## Отрывок текста
Товарищ Сталин намекнул, что армия разложена устаревшей пропагандой о том, что враг обязательно нападет на СССР и тогда будет война, а иначе советский народ будет наслаждаться вечным миром.

Товарищ Жуков намек понял: на стол вождя легли докладные, в результате которых новым начальником ГлавПУРА РККА был назначен Щербаков и начальником пропаганды и агитации у него – товарищ Запорожец. Вместе с Генштабом они отредактировали и принесли Сталину документ, который читать было одно наслаждение.

Документ назывался:


«О политических занятиях с красноармейцами и младшими командирами Красной Армии на летний период 1941 года.


…Многие политработники и групповоды политзанятий забыли известное положение Ленина о том, что «как только мы будем сильны настолько, чтобы сразить весь капитализм, мы немедленно схватим его за шиворот».

О войнах справедливых и несправедливых иногда дается такое толкование: если страна первая напала на другую и ведет наступательную войну, то эта война считается несправедливой…

Из этого делается вывод, что якобы Красная Армия будет вести только оборонительную войну, забывая ту истину, что всякая война, которую будет вести Советский Союз, будет войной СПРАВЕДЛИВОЙ ».


И Сталин с удовольствием сделал приписку: «Проработать в войсках не позднее 15 мая».

Еще один документ. Стоило товарищу Сталину упрекнуть военных, что обучение курсантов в сухопутных училищах длится непозволительно долго, как это безобразие было немедленно исправлено.

Но приятно то, что товарищи проявили настоящую партийную инициативу и добрались и до летных училищ.566

Это был приказ № 080 от 3 марта 1941 года:


Об установлении системы подготовки и порядка комплектования вузов Военно-Воздушных Сил и улучшения качества подготовки летного и технического состава.


Во исполнение постановления СНК СССР и ЦК ВКП(б) от 25 февраля 1941 года:

1. Установить следующую систему подготовки летного… состава ВВС Красной Армии:

…2. Школа военных пилотов. Срок обучения: в мирное время – 9 месяцев, в военное время – 6 месяцев.

Задача школы – научить курсанта-пилота: пилотированию и применению боевого самолета днем в простых метеорологических условиях; групповым полетам в составе звена и дать практику в маршрутных полетах, с посадкой на незнакомых аэродромах, для чего включить в программу 10 таких полетов…

Установить в школах военных пилотов общий налет на курсанта на учебном и боевом самолетах:

а) для бомбардировщиков – 20 часов,

б) для истребителей – 24 часа.


Приказ этот можно считать очень передовым для своего времени, если вспомнить, что даже японцы в отчаянных попытках остановить американское наступление, создавшие в октябре 1944-го года корпус «камикадзе», и то давали своим смертникам налетать по 30 часов летного времени. А этот приказ датирован 3 марта 1941 года. Приоритет несомненен, а если еще вспомнить при этом, что пилотов сначала лишили офицерских званий, а затем в летные школы начался принудительный набор, потом им запретили жениться, то надо признать, что японцам с их «камикадзе» было далеко до того, что замысливал товарищ Сталин в 1941 году! Тучи смертников появились бы над Европой, забив обломками своих машин всю территорию несчастного континента. Ведь летные школы не успевали за конвейерным выпуском боевых самолетов.

## Показанные записи
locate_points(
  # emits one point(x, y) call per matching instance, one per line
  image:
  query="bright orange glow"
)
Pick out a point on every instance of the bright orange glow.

## Условия заданий
A) Проверьте, пожалуйста, согласуются ли с отрывком о документах 1941 года утверждения ниже. На каждое ответьте «да» или «нет» и дословно процитируйте решающие слова отрывка.
(i) В школе военных пилотов срок обучения в военное время составлял 6 месяцев.
(ii) Сталин приписал, что документ нужно проработать в войсках не позднее 15 июня.
(iii) Общий налет на курсанта для истребителей был установлен в 20 часов.
B) Продолжите отрывок о документах 1941 года, начав сразу после его последнего предложения.

## Ответы к заданиям
A)
(i) Да: «в военное время – 6 месяцев».
(ii) Нет: «Проработать в войсках не позднее 15 мая».
(iii) Нет: «б) для истребителей – 24 часа».

B)
Однако бурная деятельность генерала Жукова по превращению военных училищ страны и скоростные инкубаторы смертников натолкнулась на решительное сопротивление наркома ВМФ адмирала Кузнецова, который категорически не желал переводить военно-морские училища на двухгодичный в мирное и одногодичный в военное время срок обучения. Жуков решительно не понимал, чему можно учить человека в течение целых 5 (пяти) лет? Корабли водить? Танк, например, нисколько не хуже, а учатся водить за полгода, а если постараться, то и за 2 месяца можно научить. Естественно, что оба апеллировали к Сталину, который тоже считал пятилетний срок обучения морских офицеров чрезмерным. Ведь можно пересмотреть программы обучения? Зачем, например, в училищах столько математики? А астрономия? Ну конечно, нужна, никто не спорит. Но почему так много?

Адмирал Кузнецов понимал, что ему ничего этим людям не объяснить. И попросил товарища Сталина освободить его от должности наркома.

«Вы нас не пугайте, товарищ Кузнецов, – тихим голосом сказал Сталин. – Когда надо, мы вас снимем. Без вашей просьбы снимем».

И слово свое, как всегда, сдержал, но несколько позже.

А с училищами отстал. Моряки продолжали учиться по полной программе. Не прошло и предложение Жукова пополнить ряды офицеров флота путем производства в офицеры старшин сверхсрочной службы. Не прошло и другое предложение: выпускать из военно-морских училищ главстаршин, а не офицеров. Как в авиации.

Это была первая схватка адмирала Кузнецова с Жуковым.

Но Кузнецов был не один, кто открыто восстал против грубых (куда ни шло!) и безграмотных мероприятий нового начальника Генерального штаба. Следующим был генерал-полковник Штерн, бывший начальник Жукова во время боевых действий на Халхин-Голе.

Видимо, уязвленный, что его подчиненный занял столь высокий пост, Штерн не скрывал своего негативного отношения к Жукову, раздраженно рассказывая, как он, Штерн, спас положение на Халхин-Голе, где без его помощи Жуков бы потерпел сокрушительное поражение. Как он писал доклад, который Жуков прочел на военном совещании в декабре прошлого года, так понравившийся товарищу Сталину, и многое другое, что неизменно накапливается в душе обиженного и обойденного.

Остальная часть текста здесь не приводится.